#2 - Le festival de musique de chambre ou l’histoire d’un ver dans l’oreille 🐛
Une musique qui continue à résonner dans mes oreilles, des thèmes qui circulent et deviennent obsédants (par exemple des petits motifs rythmiques du Quatuor américain de Dvorak!). Ne dit-on pas en allemand pour un thème qui reste coincé dans notre mémoire, « Ohrwurm », en traduction littérale cela donne « un ver dans l’oreille » ?
Bref, chargée de toutes ces impressions et souvenirs divers, j’aimerais me poser ici, vous raconter quelques moments forts du Leicester Festival 2018 et partager avec vous quelques réflexions plus générales sur les festivals de musique de chambre.
Car souvent lorsque l’on évoque les coulisses d’un festival, on pense à l’organisation – miraculeuse parfois, à la recherche de financements – ardue souvent, à la coordination d’un groupe de bénévoles – indispensable et merveilleuse force invisible ! Mais ce dont j’aimerais vous parler en particulier, c’est de l’expérience du festival depuis le point de vue du musicien. Expérience qui relève parfois d’un grand-huit – musical et émotionnel, de vraies montagnes russes.
Un « bain » de musique 🎼🎹🎻🚣
Les festivals de musique de chambre sont un cadre et un moment particulier dans le panorama des différents concerts de musique classique.
Ils représentent un certain type de festivités, un « bain » de musique souvent centré autour d’une thématique et réalisé par un groupe restreint de musiciens qui se retrouvent sur une période limitée et intensive pour préparer le répertoire programmé. Une situation de huis-clos festif.
Certains musiciens adorent cela et ne vivent que pour ces moments – ce sont des inconditionnels du genre ; d’autres les détestent littéralement et refusent de se plier aux règles d’un jeu bien spécifiques. Vous vous demandez peut-être dans quelle catégorie je me range ? Probablement, je fais partie d’une troisième sorte. J’adore les festivals de musique de chambre – mais sous certaines conditions.

**CONSIGNES:**
1 > Répondez à ces questions sur le texte sur les festivals de musique de chambre :
(a) Quel mot allemand désigne un thème qui reste coincé dans la mémoire ?
(b) Quel festival de 2018 le texte évoque-t-il ?
(c) Par qui le « bain » de musique est-il réalisé ?
2 > Recopiez fidèlement le passage du texte sur les festivals de musique de chambre qui commence par les mots contenant « #2 - Le festival » et se termine par « musique de chambre. ».
3 > Prolongez le texte sur les festivals de musique de chambre à partir de sa dernière phrase.

**LIGNES DE DONNÉES:**
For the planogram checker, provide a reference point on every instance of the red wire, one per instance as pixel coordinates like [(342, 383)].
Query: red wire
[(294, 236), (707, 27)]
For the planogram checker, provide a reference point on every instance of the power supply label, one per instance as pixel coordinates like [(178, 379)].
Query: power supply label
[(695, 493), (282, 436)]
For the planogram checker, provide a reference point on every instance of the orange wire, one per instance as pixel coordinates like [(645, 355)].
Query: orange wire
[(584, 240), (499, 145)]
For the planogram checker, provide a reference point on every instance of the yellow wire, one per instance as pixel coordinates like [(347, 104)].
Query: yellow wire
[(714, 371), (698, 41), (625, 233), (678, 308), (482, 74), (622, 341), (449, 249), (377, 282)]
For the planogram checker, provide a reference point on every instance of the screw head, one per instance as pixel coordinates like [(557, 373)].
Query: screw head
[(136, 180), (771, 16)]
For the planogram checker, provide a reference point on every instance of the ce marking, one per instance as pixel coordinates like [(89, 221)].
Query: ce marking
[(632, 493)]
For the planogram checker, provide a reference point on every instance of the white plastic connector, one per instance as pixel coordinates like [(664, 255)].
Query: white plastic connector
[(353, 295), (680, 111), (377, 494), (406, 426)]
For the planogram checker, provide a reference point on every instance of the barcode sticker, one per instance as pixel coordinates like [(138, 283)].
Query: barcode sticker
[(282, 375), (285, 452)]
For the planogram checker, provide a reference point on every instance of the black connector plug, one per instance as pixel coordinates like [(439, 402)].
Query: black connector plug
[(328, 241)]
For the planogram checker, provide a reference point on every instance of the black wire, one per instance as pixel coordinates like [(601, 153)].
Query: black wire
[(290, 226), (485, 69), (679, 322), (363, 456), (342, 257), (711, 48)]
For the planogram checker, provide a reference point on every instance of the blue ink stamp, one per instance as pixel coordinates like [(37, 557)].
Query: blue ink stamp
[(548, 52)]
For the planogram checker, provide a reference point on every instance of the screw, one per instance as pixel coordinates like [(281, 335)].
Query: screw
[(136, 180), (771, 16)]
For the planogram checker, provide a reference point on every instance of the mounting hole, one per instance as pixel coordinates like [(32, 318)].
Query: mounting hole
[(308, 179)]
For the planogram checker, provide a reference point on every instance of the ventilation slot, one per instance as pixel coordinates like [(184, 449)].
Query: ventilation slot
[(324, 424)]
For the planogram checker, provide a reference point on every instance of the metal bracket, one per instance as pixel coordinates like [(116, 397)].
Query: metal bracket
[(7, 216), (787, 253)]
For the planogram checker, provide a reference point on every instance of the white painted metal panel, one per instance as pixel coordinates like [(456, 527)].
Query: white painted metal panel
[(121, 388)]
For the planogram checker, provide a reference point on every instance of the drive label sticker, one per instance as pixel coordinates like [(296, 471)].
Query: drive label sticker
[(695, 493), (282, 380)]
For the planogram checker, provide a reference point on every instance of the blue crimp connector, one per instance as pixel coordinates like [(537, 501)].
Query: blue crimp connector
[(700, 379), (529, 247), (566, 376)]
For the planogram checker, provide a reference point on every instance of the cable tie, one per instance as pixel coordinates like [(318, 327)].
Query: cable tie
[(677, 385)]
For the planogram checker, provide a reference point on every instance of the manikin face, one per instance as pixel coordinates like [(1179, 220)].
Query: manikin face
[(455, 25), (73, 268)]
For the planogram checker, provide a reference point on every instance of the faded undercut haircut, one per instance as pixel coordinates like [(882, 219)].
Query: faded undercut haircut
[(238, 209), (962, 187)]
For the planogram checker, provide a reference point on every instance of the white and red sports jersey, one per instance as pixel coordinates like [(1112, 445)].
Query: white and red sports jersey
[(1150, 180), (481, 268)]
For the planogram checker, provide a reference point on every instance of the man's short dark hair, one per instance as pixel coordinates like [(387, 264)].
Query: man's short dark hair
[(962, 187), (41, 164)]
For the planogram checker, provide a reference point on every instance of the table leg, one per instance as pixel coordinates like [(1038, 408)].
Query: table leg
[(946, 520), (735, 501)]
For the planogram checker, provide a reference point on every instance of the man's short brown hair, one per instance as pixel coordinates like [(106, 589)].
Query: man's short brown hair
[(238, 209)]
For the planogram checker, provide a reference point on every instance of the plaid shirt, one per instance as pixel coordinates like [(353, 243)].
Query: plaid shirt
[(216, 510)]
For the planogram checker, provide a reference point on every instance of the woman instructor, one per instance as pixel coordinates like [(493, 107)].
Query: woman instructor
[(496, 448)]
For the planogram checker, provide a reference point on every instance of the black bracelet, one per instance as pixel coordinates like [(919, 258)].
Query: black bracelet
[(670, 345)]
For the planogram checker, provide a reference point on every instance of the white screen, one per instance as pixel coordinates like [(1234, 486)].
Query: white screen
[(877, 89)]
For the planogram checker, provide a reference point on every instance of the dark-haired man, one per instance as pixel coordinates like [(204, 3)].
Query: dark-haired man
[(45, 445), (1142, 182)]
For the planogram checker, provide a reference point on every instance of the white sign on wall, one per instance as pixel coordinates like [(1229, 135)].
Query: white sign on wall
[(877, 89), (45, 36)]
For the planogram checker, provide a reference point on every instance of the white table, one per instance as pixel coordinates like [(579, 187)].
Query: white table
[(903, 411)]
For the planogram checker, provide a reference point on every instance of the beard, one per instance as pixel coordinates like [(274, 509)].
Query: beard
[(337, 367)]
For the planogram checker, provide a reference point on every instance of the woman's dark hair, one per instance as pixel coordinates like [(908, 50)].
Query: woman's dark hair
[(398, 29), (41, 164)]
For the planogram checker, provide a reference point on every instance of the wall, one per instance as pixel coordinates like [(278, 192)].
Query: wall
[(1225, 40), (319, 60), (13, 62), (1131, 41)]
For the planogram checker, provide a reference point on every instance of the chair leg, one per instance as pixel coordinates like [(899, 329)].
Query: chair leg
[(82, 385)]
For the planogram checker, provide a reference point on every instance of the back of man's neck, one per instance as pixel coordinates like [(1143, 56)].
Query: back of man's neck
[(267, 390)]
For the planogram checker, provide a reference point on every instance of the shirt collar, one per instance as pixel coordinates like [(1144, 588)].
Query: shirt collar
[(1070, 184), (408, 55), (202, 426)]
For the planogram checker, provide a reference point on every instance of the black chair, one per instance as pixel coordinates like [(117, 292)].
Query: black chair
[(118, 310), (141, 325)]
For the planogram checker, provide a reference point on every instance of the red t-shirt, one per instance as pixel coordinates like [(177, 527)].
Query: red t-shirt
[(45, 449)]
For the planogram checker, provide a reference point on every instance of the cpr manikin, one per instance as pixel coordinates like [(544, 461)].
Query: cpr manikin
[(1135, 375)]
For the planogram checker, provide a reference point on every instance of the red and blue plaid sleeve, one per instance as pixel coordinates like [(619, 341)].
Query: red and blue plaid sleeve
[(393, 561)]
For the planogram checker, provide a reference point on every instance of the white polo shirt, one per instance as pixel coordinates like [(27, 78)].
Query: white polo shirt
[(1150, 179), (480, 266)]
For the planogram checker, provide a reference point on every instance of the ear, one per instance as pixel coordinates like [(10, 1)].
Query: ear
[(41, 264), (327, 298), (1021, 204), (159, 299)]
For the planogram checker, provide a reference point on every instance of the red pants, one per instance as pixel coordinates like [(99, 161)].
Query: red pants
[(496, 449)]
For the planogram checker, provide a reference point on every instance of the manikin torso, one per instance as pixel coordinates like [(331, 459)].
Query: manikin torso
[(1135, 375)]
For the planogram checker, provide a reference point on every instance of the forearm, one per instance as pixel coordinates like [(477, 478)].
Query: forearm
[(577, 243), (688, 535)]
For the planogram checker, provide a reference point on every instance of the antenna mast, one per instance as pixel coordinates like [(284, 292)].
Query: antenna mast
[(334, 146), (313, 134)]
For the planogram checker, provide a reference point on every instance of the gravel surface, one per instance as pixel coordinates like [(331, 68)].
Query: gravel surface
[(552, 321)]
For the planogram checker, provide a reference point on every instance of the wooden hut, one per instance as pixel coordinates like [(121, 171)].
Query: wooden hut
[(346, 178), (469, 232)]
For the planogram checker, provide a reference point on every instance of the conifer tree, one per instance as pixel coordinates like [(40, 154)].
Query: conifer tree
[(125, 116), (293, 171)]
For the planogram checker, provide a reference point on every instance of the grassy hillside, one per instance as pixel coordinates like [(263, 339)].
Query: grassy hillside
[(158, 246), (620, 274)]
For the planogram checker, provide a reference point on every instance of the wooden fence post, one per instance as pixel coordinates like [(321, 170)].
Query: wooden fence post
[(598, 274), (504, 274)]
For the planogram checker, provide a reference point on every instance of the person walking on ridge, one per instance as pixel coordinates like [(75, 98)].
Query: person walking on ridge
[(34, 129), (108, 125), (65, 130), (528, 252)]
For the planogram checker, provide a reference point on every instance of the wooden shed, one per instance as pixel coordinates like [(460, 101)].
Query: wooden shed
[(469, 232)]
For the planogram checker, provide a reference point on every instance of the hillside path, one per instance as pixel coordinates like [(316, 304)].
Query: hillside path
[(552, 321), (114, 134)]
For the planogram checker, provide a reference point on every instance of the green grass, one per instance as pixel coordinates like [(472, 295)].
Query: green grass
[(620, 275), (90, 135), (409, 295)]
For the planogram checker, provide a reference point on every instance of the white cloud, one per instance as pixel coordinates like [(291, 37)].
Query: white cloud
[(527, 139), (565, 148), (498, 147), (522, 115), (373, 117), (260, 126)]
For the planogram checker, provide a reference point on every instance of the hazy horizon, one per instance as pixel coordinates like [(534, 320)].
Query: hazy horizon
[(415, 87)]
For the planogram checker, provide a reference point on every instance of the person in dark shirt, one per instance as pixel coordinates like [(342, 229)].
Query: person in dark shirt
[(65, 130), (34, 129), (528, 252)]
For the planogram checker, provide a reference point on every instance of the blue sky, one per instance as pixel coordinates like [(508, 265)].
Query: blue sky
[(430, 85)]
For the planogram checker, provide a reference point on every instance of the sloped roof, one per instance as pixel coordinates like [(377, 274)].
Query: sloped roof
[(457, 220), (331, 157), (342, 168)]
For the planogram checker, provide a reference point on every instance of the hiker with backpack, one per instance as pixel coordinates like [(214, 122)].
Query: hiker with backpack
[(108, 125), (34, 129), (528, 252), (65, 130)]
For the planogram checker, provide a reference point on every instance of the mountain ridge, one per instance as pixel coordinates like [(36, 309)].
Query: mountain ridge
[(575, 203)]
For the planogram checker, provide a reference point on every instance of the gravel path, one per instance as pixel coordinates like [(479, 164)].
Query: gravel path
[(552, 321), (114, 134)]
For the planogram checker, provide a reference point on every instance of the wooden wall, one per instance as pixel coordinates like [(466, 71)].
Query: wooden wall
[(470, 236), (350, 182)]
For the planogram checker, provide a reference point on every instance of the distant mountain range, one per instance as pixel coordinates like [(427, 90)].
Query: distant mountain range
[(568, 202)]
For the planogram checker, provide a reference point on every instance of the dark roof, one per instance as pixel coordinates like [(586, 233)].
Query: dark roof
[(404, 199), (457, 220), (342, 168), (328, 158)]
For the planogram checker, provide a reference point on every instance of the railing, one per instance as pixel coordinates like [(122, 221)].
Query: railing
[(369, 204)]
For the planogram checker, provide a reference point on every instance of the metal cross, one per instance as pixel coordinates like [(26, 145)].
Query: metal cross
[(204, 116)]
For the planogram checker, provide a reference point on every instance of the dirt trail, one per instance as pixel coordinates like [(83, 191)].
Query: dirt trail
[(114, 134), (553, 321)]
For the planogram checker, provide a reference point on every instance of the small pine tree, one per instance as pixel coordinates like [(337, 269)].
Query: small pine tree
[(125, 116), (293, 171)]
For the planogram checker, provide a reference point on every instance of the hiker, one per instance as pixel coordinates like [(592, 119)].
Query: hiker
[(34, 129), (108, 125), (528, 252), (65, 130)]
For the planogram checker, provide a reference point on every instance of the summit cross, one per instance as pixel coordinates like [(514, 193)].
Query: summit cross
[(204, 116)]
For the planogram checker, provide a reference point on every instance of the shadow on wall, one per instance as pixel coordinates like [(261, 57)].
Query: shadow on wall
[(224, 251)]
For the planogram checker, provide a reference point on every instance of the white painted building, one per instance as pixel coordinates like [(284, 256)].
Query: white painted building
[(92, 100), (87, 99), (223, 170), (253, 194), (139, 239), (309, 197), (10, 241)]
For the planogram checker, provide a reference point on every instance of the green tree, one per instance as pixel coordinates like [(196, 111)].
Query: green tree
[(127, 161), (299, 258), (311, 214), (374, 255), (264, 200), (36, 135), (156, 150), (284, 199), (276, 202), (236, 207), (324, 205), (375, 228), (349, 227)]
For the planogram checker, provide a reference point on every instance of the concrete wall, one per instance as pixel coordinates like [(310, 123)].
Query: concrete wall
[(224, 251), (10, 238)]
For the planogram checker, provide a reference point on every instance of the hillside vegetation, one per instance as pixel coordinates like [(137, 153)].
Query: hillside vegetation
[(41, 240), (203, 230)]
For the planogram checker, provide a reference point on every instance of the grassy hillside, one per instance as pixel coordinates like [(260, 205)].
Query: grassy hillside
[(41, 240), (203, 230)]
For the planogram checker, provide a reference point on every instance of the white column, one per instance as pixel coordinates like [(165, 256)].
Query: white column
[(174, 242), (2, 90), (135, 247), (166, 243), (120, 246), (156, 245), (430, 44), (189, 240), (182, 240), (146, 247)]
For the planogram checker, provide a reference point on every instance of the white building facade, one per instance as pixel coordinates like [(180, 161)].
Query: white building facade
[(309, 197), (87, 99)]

**RÉPONSES:**
1 >
(a) « Ohrwurm »
(b) Le Leicester Festival 2018
(c) Par un groupe restreint de musiciens qui se retrouvent sur une période limitée et intensive

2 >
#2 - Le festival de musique de chambre ou l’histoire d’un ver dans l’oreille 🐛
Une musique qui continue à résonner dans mes oreilles, des thèmes qui circulent et deviennent obsédants (par exemple des petits motifs rythmiques du Quatuor américain de Dvorak!). Ne dit-on pas en allemand pour un thème qui reste coincé dans notre mémoire, « Ohrwurm », en traduction littérale cela donne « un ver dans l’oreille » ?
Bref, chargée de toutes ces impressions et souvenirs divers, j’aimerais me poser ici, vous raconter quelques moments forts du Leicester Festival 2018 et partager avec vous quelques réflexions plus générales sur les festivals de musique de chambre.

3 >
En effet, il me semble que pour qu’un festival de musique de chambre soit réussi et satisfaisant, il est nécessaire que des paramètres précis soient réunis. Selon moi, tout dépend du « casting », de la programmation et des conditions de travail. Equation … à plusieurs inconnues et très subtile.
Immersion : entre zen et adrénaline
Ce que j’adore et qui me semble unique dans les festivals de musique de chambre, c’est l’aspect d’immersion. Il faut dire que souvent la quantité de répertoire à jouer est énorme, et les concerts s’enchaînent en peu de temps. Et de cette pression temporelle naît parfois la sensation de faire de la musique en temps réel.
L’immersion dans une thématique, le fait de brasser beaucoup de la musique d’un même compositeur ou d’un même genre donne l’impression de pratiquer un idiome bien particulier et de pouvoir à la fin du séjour parler cette « langue » couramment.
Et puis, on rencontre ou on retrouve des collègues musiciens avec lesquels on peut passer de longues heures à jouer, à discuter, à « essayer » – chose rare dans un planning annuel où chacun court après un avion ou un train différent.
Pendant le festival se crée une vraie bulle de travail, chacun allant de répétition en répétition. Souvent il se produit une vraie déconnexion d’avec la réalité bien agréable (on peut passer à côté de « news » importantes, oublier des questions d’intendance et surtout être déchargé de tâches quotidiennes).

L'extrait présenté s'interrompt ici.